Text passage:

Howe: In 1988 I sent a tape to Mike Varney to get spotlighted in his column in Guitar Player and I didn’t even expect to get picked. I had FedEx’d another copy to the magazine just to be assured that somebody had to sign for it. So the very next day I got a phone call from Mike asking me if I wanted to record an album for him, and I was shocked! I didn’t, says Greg who embraced the guitar at a young age.
I started when I was about 10. I always had a desire to play, and don’t know where it came from. I wasn’t interested in playing lead, but more to have an instrument that could accompany me and my brother singing. When I first started learning it was just to learn chords and to write beautiful songs like we heard on the radio. It wasn’t until I was about 13 that I saw an older guitarist bend a single note, and I thought it was the coolest thing I’d ever heard. So after that I became obsessed with lead guitar, which I didn’t even know existed or never paid attention to prior to that point.  Shortly after that I started being able to transcribe and play along to Led Zeppelin-albums and a lot of rock albums.

It was relatively easy for me and it wasn’t until 1978 with the first Van Halen album that I felt I had finally got a challenge as it was something completely different. When I heard that album it was the point I became kind of obsessed with the guitar. It was really the beginning of my career in the sense that I wanted to be a guitar player. 

In 1982, shortly after he got out of high school, Greg and his brother started playing clubs, mainly doing songs by Ozzy, Van Halen, Ratt, Dokken and all the stuff that was guitar oriented in the early 80s.

Howe: Along the way of my career it’s important to know I was always learning. I come mainly from a rock background, and shortly after acquiring all the Vah Halen licks, I also got way into listening to jazz players. I went through a big Pat Matheney phase, a John Scofield phase, a Stevie Ray Vaughan phase, Allan Holdsworth, George Benson. I was listening to a lot of these guys at the same time as I was listening to new and up-coming rock guys like Yngwie Malmsteen. So I spent half my days learning arpeggio-licks from Yngwie and the other half absorbing Larry Carlton licks. That phase, which happened between 1982-88, was really the melting pot where my style came. I didn’t want to be a guitar player that would sit around and mimic these preserved styles that had been around for years. I really wanted to assure I had my own style.

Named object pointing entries
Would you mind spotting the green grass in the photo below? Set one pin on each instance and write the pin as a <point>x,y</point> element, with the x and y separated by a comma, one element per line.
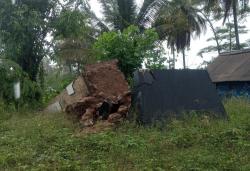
<point>49,142</point>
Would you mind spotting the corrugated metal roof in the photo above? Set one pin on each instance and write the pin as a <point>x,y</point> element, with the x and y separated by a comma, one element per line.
<point>230,67</point>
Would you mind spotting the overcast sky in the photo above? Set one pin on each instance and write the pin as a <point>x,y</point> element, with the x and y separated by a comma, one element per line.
<point>192,60</point>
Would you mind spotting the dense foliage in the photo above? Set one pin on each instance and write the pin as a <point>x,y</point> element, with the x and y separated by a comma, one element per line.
<point>23,30</point>
<point>49,142</point>
<point>131,48</point>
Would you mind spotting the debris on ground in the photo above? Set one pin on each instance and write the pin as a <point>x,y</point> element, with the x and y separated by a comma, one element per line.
<point>100,93</point>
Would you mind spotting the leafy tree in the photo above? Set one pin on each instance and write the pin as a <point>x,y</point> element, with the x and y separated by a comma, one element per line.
<point>237,6</point>
<point>131,48</point>
<point>120,14</point>
<point>179,23</point>
<point>23,30</point>
<point>73,38</point>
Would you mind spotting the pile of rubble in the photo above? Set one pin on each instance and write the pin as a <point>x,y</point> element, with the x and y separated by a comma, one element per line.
<point>100,93</point>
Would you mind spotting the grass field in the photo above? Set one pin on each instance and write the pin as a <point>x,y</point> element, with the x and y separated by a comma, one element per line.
<point>49,142</point>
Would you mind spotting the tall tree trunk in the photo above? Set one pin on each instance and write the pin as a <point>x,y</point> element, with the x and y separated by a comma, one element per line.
<point>173,58</point>
<point>184,58</point>
<point>214,32</point>
<point>230,34</point>
<point>236,29</point>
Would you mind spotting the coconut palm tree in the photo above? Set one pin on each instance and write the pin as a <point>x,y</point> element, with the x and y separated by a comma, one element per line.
<point>119,14</point>
<point>179,23</point>
<point>228,5</point>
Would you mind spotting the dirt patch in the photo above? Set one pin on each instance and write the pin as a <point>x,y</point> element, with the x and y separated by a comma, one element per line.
<point>101,93</point>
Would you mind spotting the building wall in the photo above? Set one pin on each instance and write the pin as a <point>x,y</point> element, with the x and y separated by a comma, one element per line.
<point>229,89</point>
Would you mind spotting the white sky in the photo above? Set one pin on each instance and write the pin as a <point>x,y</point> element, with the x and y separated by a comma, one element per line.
<point>192,60</point>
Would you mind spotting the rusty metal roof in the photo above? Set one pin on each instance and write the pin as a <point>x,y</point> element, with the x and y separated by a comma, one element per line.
<point>229,67</point>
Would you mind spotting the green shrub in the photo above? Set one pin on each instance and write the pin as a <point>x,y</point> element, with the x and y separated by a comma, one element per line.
<point>131,48</point>
<point>10,73</point>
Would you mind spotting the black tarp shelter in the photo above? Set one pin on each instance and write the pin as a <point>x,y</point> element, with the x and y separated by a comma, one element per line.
<point>163,94</point>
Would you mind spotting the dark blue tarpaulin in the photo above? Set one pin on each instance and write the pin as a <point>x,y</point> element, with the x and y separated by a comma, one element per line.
<point>163,94</point>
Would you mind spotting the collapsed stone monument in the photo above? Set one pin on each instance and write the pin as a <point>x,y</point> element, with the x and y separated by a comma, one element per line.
<point>99,93</point>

Tasks for this exercise:
1. Reproduce the part of the records that opens with the line containing "Would you mind spotting the black" and runs through the last line of the records, with both ends included.
2. Write what comes next in the interview passage on Greg Howe's path as a guitarist, picking up after its final sentence.

Final results:
1.
Would you mind spotting the black tarp shelter in the photo above? Set one pin on each instance and write the pin as a <point>x,y</point> element, with the x and y separated by a comma, one element per line.
<point>163,94</point>
Would you mind spotting the dark blue tarpaulin in the photo above? Set one pin on each instance and write the pin as a <point>x,y</point> element, with the x and y separated by a comma, one element per line.
<point>163,94</point>
Would you mind spotting the collapsed stone monument in the photo above? Set one pin on each instance and write the pin as a <point>x,y</point> element, with the x and y separated by a comma, one element per line.
<point>99,93</point>

2.
I had four lessons when I was about 10 and I learned silly little melody lines for songs like Twinkle Twinkle Little Star and Mary had A Little Lamb, but that wasn’t what I wanted to learn so I quit very soon after wards. When I started learning lead I used to slow down the turntable with my thumb and figure out a fast sequence someone was playing and then transpose it back to the original key and try it. Along the way I would do things wrong but I think that’s a big part of my style the fact that I had the incorrect fingering for things I heard, but in the process I was coming up with my own things. There were a lot of times I later learned I was playing things completely wrong or different than the original artist (laughs).

Maybe that’s why your albums stick out a bit from the traditional shredders.
Howe: Yes, that’s cool. Being different and having a signature style is something I felt I wanted more than being the best or the fastest. The biggest compliment I can ever get from someone is when they say: "By four notes I know it’s Greg Howe." That’s the biggest thing for me, because all my favourite guitar players have that, like Vaughan, Holdsworth, etcetera.
So how did you develop your sound and style?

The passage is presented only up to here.